-- START OF Text shown --

BI practical
BI practical
Theory: Power BI is a collection of software services, apps, and connectors that work together to
turn your unrelated sources of data into coherent, visually immersive, and interactive insights. Your
data might be an Excel spreadsheet, or a collection of cloud-based and on-premises hybrid data
warehouses. Power BI lets you easily Connect to your data sources, visualize and discover what's
important, and share that with anyone or everyone you want.
The desktop application thrives on interactive and dynamic visualizations, embracing principles of
effective data communication. Its utilization of common data visualization theories, including
Edward Tufte's principles of data-ink ratio and minimizing chartjunk, ensures clarity and precision in
conveying information. Power BI Desktop operates on the principle of user empowerment, providing
an intuitive interface for constructing compelling dashboards and reports. The tool aligns with best
practices in information design and usability, facilitating a smooth user experience. Overall, Power BI
Desktop embodies the theory of democratizing data analytics, empowering users to explore,
analyse, and communicate insights effectively, thereby fostering a data driven decision-making
culture within organizations.
Procedure: -
1. To create a workspace, in the Navigation pane (located at the left), click Workspaces, and
then click Create a Workspace.
2. When prompted to upgrade your account to Power BI Pro, click Try Free. In the Create a
Workspace pane (located at the right), in the Workspace Name box, enter a name for your
workspace. The name you enter must be unique to the tenant. We suggest you name the
workspace Sales Analysis, and that you also append your initials. For example, the name
could be Sales Analysis AB.
7. In Power BI Desktop, at the top-right corner, verify that you see your account.

-- END OF Text shown --

● **Brief A**
Quote the listing word for word from the line containing "of the field?" through the end of the listing, including both ends. Leave the picture out of your answer.
The listing has no connection to the Power BI text.

-- START OF Dataset excerpts --

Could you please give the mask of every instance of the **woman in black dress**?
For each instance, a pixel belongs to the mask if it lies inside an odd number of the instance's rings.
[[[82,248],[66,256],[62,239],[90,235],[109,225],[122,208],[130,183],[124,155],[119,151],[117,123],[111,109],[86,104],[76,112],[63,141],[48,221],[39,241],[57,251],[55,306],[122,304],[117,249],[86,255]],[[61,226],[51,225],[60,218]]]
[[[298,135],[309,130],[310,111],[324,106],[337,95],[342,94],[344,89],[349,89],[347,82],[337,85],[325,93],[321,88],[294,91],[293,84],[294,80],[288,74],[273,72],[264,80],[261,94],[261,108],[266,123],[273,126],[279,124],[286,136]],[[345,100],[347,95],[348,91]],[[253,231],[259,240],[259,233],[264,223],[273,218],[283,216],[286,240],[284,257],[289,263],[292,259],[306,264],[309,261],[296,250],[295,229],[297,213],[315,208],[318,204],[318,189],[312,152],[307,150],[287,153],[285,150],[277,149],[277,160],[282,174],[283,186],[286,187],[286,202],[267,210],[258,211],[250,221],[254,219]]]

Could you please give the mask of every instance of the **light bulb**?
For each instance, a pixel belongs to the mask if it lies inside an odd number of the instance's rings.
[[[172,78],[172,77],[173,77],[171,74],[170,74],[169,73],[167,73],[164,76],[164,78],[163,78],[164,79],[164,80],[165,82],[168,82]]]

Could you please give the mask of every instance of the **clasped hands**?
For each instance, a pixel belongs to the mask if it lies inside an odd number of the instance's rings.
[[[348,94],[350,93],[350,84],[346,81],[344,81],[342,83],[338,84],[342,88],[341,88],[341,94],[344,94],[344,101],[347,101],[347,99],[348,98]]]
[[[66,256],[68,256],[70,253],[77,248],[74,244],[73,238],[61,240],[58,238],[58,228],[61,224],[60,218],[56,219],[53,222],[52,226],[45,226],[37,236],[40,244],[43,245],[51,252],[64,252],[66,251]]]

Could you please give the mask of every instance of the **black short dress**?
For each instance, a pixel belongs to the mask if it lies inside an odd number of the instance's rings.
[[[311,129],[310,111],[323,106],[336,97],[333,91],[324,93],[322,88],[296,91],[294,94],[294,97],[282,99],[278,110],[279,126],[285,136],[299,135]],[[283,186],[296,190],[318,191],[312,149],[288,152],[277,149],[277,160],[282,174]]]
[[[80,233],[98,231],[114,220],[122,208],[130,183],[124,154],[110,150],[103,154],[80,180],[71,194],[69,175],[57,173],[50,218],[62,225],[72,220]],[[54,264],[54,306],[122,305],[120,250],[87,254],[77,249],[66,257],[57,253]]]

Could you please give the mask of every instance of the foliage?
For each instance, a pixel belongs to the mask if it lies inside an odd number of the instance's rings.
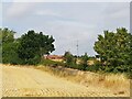
[[[89,59],[87,53],[85,53],[85,55],[82,55],[80,59],[81,59],[80,65],[82,66],[81,69],[86,70],[86,68],[88,67],[88,59]]]
[[[18,54],[24,64],[37,64],[44,54],[52,53],[55,48],[53,36],[43,35],[42,32],[29,31],[20,38]]]
[[[21,59],[18,57],[18,42],[14,38],[14,31],[9,29],[0,29],[0,48],[2,50],[2,63],[19,64]]]
[[[132,35],[128,31],[117,29],[117,32],[105,31],[98,35],[94,46],[106,72],[128,72],[132,64]]]
[[[20,38],[19,57],[24,61],[24,64],[37,64],[44,54],[50,54],[55,50],[54,41],[53,36],[43,35],[42,32],[29,31]]]
[[[65,66],[64,63],[62,62],[54,62],[51,59],[43,59],[41,61],[40,65],[44,65],[44,66]]]
[[[76,58],[70,54],[70,52],[65,52],[64,61],[67,67],[73,67],[76,64]]]

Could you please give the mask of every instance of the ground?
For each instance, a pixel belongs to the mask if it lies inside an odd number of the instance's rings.
[[[116,97],[105,88],[86,87],[47,72],[2,66],[2,97]]]

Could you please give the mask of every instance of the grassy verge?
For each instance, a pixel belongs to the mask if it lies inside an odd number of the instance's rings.
[[[37,69],[47,72],[54,76],[65,78],[74,82],[78,82],[86,87],[95,86],[107,88],[117,94],[130,92],[130,79],[127,78],[125,74],[102,74],[92,72],[81,72],[72,68],[65,68],[58,66],[53,68],[50,66],[37,66]]]

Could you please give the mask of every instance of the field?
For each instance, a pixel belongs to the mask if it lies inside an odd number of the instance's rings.
[[[2,97],[129,97],[124,75],[101,76],[45,66],[0,65]]]

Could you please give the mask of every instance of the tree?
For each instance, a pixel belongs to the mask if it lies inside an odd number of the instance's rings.
[[[105,31],[105,35],[98,35],[94,48],[107,66],[132,64],[132,35],[124,28],[117,29],[116,33]]]
[[[1,48],[1,62],[6,64],[19,64],[16,47],[18,43],[14,38],[14,31],[7,28],[0,29],[0,48]]]
[[[54,41],[53,36],[43,35],[42,32],[29,31],[20,38],[19,57],[23,59],[23,64],[37,64],[44,54],[50,54],[55,50]]]
[[[65,52],[64,61],[66,62],[67,67],[73,67],[74,65],[76,65],[76,58],[70,52]]]
[[[85,53],[85,55],[81,56],[81,66],[82,66],[82,70],[86,70],[86,68],[88,67],[88,55],[87,53]]]

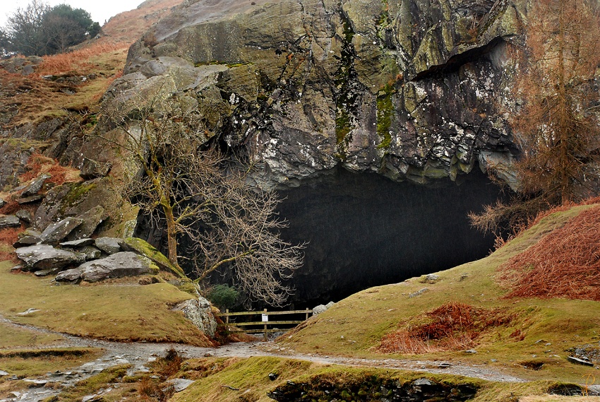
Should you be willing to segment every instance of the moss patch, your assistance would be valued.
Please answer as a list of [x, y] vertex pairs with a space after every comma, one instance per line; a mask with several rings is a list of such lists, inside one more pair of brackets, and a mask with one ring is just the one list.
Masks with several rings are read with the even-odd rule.
[[[600, 302], [504, 300], [502, 297], [508, 290], [498, 285], [495, 276], [498, 268], [511, 256], [589, 208], [591, 206], [576, 207], [550, 215], [491, 256], [438, 272], [440, 280], [436, 283], [424, 285], [419, 278], [413, 278], [353, 295], [309, 319], [289, 333], [292, 337], [286, 336], [279, 342], [287, 348], [304, 353], [380, 359], [443, 359], [486, 364], [494, 370], [532, 380], [581, 382], [582, 376], [590, 369], [568, 362], [565, 350], [575, 345], [597, 343], [600, 340]], [[429, 290], [409, 297], [424, 287]], [[461, 351], [417, 355], [377, 353], [376, 348], [386, 334], [400, 329], [403, 323], [416, 319], [424, 312], [448, 302], [515, 311], [518, 312], [518, 319], [510, 326], [488, 329], [485, 336], [478, 340], [476, 354]], [[544, 359], [541, 370], [532, 370], [519, 364], [534, 359], [534, 355]]]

-- END OF Dataset excerpts --

● **Brief B**
List each item the Power BI text tells the user to click.

● **Final answer A**
Could you please give the mask of every instance of the field?
For each instance, a pixel belongs to the mask if it lies inside an odd number of the instance's rings.
[[[2,97],[129,97],[124,75],[101,76],[45,66],[0,65]]]

Could you please give the mask of every instance of the tree?
For each instance, a pixel belongs to the mask if it lies inside an odd number of the instance's rings.
[[[105,31],[105,35],[98,35],[94,48],[107,66],[132,64],[132,35],[124,28],[117,29],[116,33]]]
[[[1,48],[1,62],[6,64],[19,64],[16,47],[18,43],[14,38],[14,31],[7,28],[0,29],[0,48]]]
[[[54,41],[53,36],[43,35],[42,32],[29,31],[20,38],[19,57],[23,59],[23,64],[37,64],[44,54],[50,54],[55,50]]]
[[[65,52],[64,61],[66,62],[67,67],[73,67],[74,65],[76,65],[76,58],[70,52]]]
[[[85,53],[85,55],[81,56],[81,66],[82,66],[82,70],[86,70],[86,68],[88,67],[88,55],[87,53]]]

Should you be willing to segment every instance of the moss patch, your assistance would be valued.
Please answer as a list of [x, y] vertex pairs with a space after every comma, one instance per line; a mask with several rings is a list of such lists, inside one more pair of brackets, and a mask with one ring is just the one list.
Masks with several rings are read with the even-odd rule.
[[[600, 302], [504, 300], [502, 297], [508, 290], [498, 285], [495, 276], [498, 268], [511, 256], [589, 208], [591, 206], [576, 207], [550, 215], [491, 256], [438, 272], [440, 280], [436, 283], [424, 285], [419, 278], [413, 278], [353, 295], [309, 319], [289, 333], [292, 337], [286, 336], [279, 342], [287, 348], [304, 353], [380, 359], [443, 359], [486, 364], [494, 370], [532, 380], [581, 382], [582, 376], [590, 369], [568, 362], [565, 350], [575, 345], [597, 343], [600, 340]], [[429, 290], [409, 297], [424, 287]], [[461, 351], [417, 355], [377, 353], [376, 348], [386, 334], [400, 329], [403, 323], [416, 319], [424, 312], [448, 302], [515, 311], [518, 312], [518, 319], [510, 326], [488, 329], [485, 336], [478, 340], [476, 354]], [[544, 359], [541, 370], [532, 370], [519, 364], [534, 359], [534, 355]]]

● **Final answer B**
Workspaces
Create a Workspace
Try Free